▶ [Stated problem 1]: In the blog post about Britain's general election, how many times was Rasputin shot?

***** Selected extract

A blog for the socially and politically conscious, written by a young, gay activist who strongly believes in equality and justice.

Tuesday 16 March 2010

Hanging in the balance?

In substance, Britain's general election campaign is a phoney war. The three main parties will attempt to deal with economic crisis through harsh cuts in public services, public-sector pay and conditions, and will back parallel attacks in the private sector. Timescales and degrees may vary but the essentials remain the same. It is the political equivalent of Rasputin, who in 1916 was given enough poison in cakes and wine to kill five men; then shot four times, clubbed and castrated and dumped in the icy river Neva (where he finally drowned, but only after struggling out of his bonds and a carpet wrapped around him)."The Russian aristocrats got the stroppy monk in the end, but the legend of his struggle to live long survived his death". Can Gordon Brown go one better and actually remain alive politically and win the next election? Will David Cameron's Tories emerge triumphant? Or will there be a hung parliament and a form of 'national government' arising from this? Such is the extreme volatility in Britain that it is not possible to predict with any certainty which of these variants will emerge from the election.

**********

▶ [Stated problem 2]: Arrange the stretch of the records below, from the line containing "# Mark the region of the gravel" through the line containing "[[[33,54],[19,47],[21,54],[1,71],[47,71]]]", as a Markdown table with the columns Row and Line. Give one numbered row per line and leave out blank lines.

***** Record extracts

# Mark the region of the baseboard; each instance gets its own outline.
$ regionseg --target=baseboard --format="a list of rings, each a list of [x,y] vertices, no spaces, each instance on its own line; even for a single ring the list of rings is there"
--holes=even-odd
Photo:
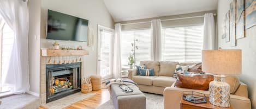
[[[31,92],[31,91],[28,91],[28,92],[27,92],[27,93],[29,94],[35,96],[35,97],[40,97],[40,94],[39,93],[35,93],[35,92]]]

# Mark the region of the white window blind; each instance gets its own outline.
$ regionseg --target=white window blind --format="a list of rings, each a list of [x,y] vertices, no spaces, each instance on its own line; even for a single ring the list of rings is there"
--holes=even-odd
[[[163,29],[162,60],[200,62],[203,25]]]
[[[150,48],[150,30],[136,30],[123,31],[122,32],[121,56],[122,64],[128,65],[128,57],[131,50],[134,49],[132,43],[138,40],[135,46],[138,49],[135,50],[136,64],[139,65],[140,61],[149,60]]]
[[[109,76],[111,73],[111,62],[112,62],[113,34],[103,30],[100,37],[100,75],[103,77]]]

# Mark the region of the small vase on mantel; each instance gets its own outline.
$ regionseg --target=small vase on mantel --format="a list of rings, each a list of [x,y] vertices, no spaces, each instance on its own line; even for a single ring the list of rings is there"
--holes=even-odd
[[[52,43],[52,46],[53,46],[53,49],[59,49],[59,44],[58,44],[58,42],[56,41]]]
[[[130,65],[130,69],[133,68],[133,65]]]
[[[55,49],[59,49],[59,46],[54,46],[53,48]]]

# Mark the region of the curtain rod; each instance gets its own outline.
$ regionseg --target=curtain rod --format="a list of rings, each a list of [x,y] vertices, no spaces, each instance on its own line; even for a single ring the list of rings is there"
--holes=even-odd
[[[216,16],[216,14],[213,14],[213,16]],[[161,20],[161,21],[173,21],[173,20],[184,20],[184,19],[187,19],[187,18],[198,18],[198,17],[204,17],[204,15],[196,16],[193,16],[193,17],[182,17],[182,18]],[[121,24],[121,25],[130,25],[130,24],[141,24],[141,23],[151,23],[151,21],[145,21],[145,22],[135,22],[135,23],[124,23],[124,24]]]

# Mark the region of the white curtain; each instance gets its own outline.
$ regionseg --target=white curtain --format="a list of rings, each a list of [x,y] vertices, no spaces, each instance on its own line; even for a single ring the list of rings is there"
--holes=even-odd
[[[153,20],[151,22],[151,44],[150,59],[152,61],[162,60],[162,23],[160,19]]]
[[[122,63],[121,58],[121,41],[122,36],[122,25],[120,23],[115,25],[115,36],[114,46],[113,73],[114,78],[121,78]]]
[[[203,49],[216,49],[217,48],[215,22],[213,14],[205,14],[204,18]]]
[[[15,94],[29,91],[27,1],[0,0],[0,16],[14,33],[14,41],[3,85]],[[38,72],[34,72],[37,73]]]

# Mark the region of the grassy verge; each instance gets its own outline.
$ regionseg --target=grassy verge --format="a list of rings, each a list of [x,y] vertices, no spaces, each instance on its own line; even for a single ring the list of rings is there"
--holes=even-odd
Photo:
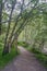
[[[13,60],[14,57],[19,55],[19,51],[16,54],[15,48],[12,47],[10,54],[2,56],[2,49],[3,49],[3,46],[0,44],[0,68],[3,68],[7,63]]]
[[[30,47],[28,44],[25,43],[19,43],[20,46],[25,47],[31,52],[35,54],[35,57],[45,66],[47,67],[47,55],[42,54],[38,49]]]

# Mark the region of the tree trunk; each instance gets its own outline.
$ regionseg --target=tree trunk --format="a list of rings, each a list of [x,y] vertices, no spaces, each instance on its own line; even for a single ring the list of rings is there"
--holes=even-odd
[[[2,0],[0,1],[0,35],[1,35],[1,25],[2,25],[1,21],[2,21]]]
[[[9,54],[9,45],[5,45],[2,51],[2,56]]]

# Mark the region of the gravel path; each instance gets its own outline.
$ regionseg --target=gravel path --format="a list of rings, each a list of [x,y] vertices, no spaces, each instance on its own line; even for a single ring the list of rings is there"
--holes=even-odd
[[[33,54],[19,47],[21,54],[1,71],[47,71]]]

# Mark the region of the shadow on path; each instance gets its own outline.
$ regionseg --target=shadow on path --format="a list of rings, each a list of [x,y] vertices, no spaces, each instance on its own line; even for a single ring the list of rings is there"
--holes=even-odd
[[[1,71],[47,71],[34,57],[34,54],[21,46],[19,46],[19,49],[21,54]]]

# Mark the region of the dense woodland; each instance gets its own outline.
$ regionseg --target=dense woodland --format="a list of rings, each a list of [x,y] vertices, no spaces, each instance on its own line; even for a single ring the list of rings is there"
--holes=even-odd
[[[47,0],[0,0],[1,56],[17,42],[47,54]]]

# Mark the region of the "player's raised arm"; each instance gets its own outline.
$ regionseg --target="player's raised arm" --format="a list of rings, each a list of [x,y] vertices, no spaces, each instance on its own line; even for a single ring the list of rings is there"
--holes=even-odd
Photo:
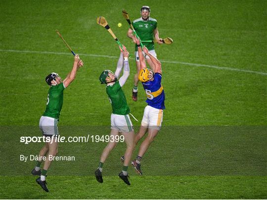
[[[136,43],[135,39],[134,38],[135,37],[133,34],[133,30],[132,30],[131,28],[130,28],[129,30],[128,30],[128,32],[127,32],[127,37],[132,39],[133,42],[134,42],[134,43]]]
[[[121,78],[119,80],[119,83],[121,87],[125,84],[127,78],[130,75],[130,67],[129,63],[128,61],[128,57],[129,57],[129,52],[127,50],[126,48],[124,46],[123,46],[123,57],[124,59],[124,69],[123,69],[123,75],[122,76]]]
[[[144,46],[144,48],[143,48],[143,50],[144,51],[144,53],[149,57],[153,63],[154,64],[155,66],[154,72],[159,73],[161,74],[161,63],[159,61],[159,60],[158,60],[158,59],[156,57],[154,57],[152,55],[151,55],[151,54],[148,51],[148,50],[147,49],[147,48],[145,46]]]
[[[138,55],[139,55],[139,60],[140,61],[140,70],[146,67],[145,60],[142,50],[142,48],[140,46],[140,41],[136,37],[135,37],[135,43],[138,47]]]
[[[161,45],[162,44],[163,44],[163,42],[162,42],[162,38],[160,38],[159,35],[159,31],[158,30],[158,28],[156,28],[154,30],[154,37],[155,37],[155,39],[157,40],[157,43]]]
[[[71,72],[68,74],[67,77],[64,80],[63,84],[65,88],[67,88],[75,79],[76,72],[79,68],[84,65],[84,63],[80,59],[79,55],[76,54],[74,57],[74,62]]]
[[[121,54],[120,55],[120,57],[119,58],[118,62],[117,63],[117,68],[116,69],[116,71],[114,74],[117,78],[119,78],[119,76],[121,74],[124,63],[123,50],[120,47],[120,46],[119,46],[119,47],[120,48],[120,50],[121,50]]]

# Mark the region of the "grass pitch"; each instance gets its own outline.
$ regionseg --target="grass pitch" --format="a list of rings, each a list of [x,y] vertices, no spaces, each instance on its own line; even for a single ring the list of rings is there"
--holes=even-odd
[[[2,0],[0,4],[1,199],[267,199],[267,4],[266,1]],[[131,100],[135,72],[134,46],[126,37],[131,20],[147,4],[162,38],[155,45],[163,67],[166,109],[163,127],[144,157],[144,176],[129,169],[132,185],[119,179],[118,145],[105,163],[104,183],[93,177],[105,143],[60,144],[59,155],[75,162],[54,162],[48,172],[48,194],[29,176],[42,144],[20,143],[41,136],[45,109],[44,77],[65,77],[73,57],[55,33],[58,29],[85,66],[64,92],[59,123],[63,136],[109,134],[111,107],[101,72],[114,70],[117,45],[96,18],[103,16],[132,55],[131,75],[124,86],[138,130],[145,95]],[[168,4],[168,8],[161,5]],[[117,26],[122,24],[121,28]],[[135,150],[133,156],[136,155]]]

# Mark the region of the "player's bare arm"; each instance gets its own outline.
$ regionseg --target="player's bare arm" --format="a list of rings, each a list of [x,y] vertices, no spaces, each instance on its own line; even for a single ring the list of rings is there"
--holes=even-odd
[[[139,55],[139,60],[140,61],[140,70],[141,70],[144,68],[146,67],[145,60],[144,59],[144,55],[143,54],[142,48],[141,48],[141,47],[140,46],[140,41],[136,36],[134,38],[135,43],[138,47],[138,54]]]
[[[144,51],[144,52],[149,57],[153,63],[154,64],[155,66],[154,72],[159,73],[161,74],[161,63],[159,61],[159,60],[158,60],[158,59],[154,57],[148,51],[148,50],[147,49],[147,48],[146,48],[146,47],[145,47],[145,46],[144,46],[144,48],[143,48],[143,50]]]
[[[154,37],[155,37],[155,39],[157,40],[157,43],[158,43],[158,44],[160,45],[163,44],[162,38],[159,37],[159,31],[158,30],[157,28],[154,30]]]
[[[79,55],[76,54],[74,57],[74,62],[71,71],[68,74],[67,77],[63,81],[65,88],[67,88],[75,79],[76,72],[79,68],[84,65],[84,62],[80,59]]]
[[[119,80],[119,82],[121,87],[123,87],[123,86],[125,84],[125,82],[126,82],[126,80],[130,75],[130,67],[128,61],[129,52],[127,50],[126,47],[125,47],[124,46],[123,46],[123,50],[121,48],[120,49],[121,51],[122,51],[124,61],[123,74]]]

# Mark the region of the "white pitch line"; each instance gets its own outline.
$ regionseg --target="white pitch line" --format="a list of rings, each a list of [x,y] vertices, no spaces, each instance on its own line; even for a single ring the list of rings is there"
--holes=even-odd
[[[52,52],[52,51],[38,51],[36,50],[0,50],[0,51],[3,52],[14,52],[18,53],[40,53],[40,54],[54,54],[58,55],[69,55],[70,53],[65,53],[62,52]],[[87,54],[87,53],[79,53],[80,55],[84,55],[87,56],[92,56],[92,57],[108,57],[110,58],[117,58],[118,56],[114,56],[111,55],[98,55],[95,54]],[[131,58],[131,59],[134,59],[134,58]],[[188,62],[180,62],[178,61],[169,61],[169,60],[160,60],[161,62],[165,62],[167,63],[173,63],[173,64],[181,64],[186,65],[193,66],[194,67],[209,67],[217,69],[220,70],[230,70],[230,71],[236,71],[239,72],[243,72],[246,73],[251,73],[254,74],[258,74],[262,75],[267,76],[267,73],[259,72],[256,71],[251,71],[246,69],[237,69],[235,68],[231,67],[220,67],[219,66],[216,65],[209,65],[207,64],[196,64],[196,63],[190,63]]]

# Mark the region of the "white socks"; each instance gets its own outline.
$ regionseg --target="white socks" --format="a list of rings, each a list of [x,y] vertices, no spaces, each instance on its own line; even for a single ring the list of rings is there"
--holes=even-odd
[[[39,171],[41,169],[40,167],[35,167],[35,171]]]
[[[44,181],[45,180],[45,176],[41,175],[41,178],[42,181]]]

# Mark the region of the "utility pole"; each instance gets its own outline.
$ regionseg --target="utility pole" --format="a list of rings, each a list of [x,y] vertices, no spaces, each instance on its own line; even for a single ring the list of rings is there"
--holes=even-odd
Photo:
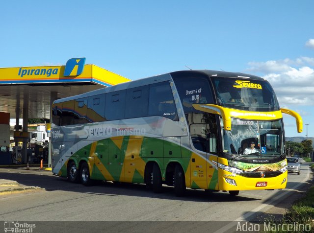
[[[308,140],[308,125],[309,125],[309,124],[305,124],[305,125],[306,125],[306,140]]]

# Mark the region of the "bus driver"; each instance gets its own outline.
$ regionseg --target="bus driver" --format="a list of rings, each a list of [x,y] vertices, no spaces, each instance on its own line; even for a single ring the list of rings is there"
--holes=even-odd
[[[249,147],[245,148],[244,150],[244,154],[253,154],[253,153],[259,153],[259,150],[254,147],[255,142],[251,141],[249,144]]]

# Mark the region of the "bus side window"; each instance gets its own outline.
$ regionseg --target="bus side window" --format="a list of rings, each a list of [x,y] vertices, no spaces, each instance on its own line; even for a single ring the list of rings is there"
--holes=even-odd
[[[87,119],[91,122],[105,121],[105,94],[101,94],[88,97]]]
[[[62,125],[74,124],[75,100],[64,102],[62,106]]]
[[[88,123],[87,119],[87,98],[76,99],[74,107],[74,124]]]
[[[126,93],[124,90],[106,93],[105,115],[107,120],[124,118]]]
[[[126,118],[143,117],[148,116],[149,92],[149,86],[127,90]]]
[[[178,121],[179,117],[169,82],[151,84],[149,91],[148,114]]]
[[[52,105],[52,122],[56,125],[61,125],[62,116],[62,103],[54,104]]]

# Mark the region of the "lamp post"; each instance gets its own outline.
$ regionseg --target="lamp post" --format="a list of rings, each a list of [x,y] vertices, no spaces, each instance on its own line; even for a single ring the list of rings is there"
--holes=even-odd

**********

▶ [Right answer 1]: Four times.

▶ [Right answer 2]:
| Row | Line |
|---|---|
| 1 | # Mark the region of the gravel path; each instance gets its own outline. |
| 2 | $ regionseg --target=gravel path --format="a list of rings, each a list of [x,y] vertices, no spaces, each instance on its own line; even for a single ring the list of rings is there" |
| 3 | --holes=even-odd |
| 4 | [[[33,54],[19,47],[21,54],[1,71],[47,71]]] |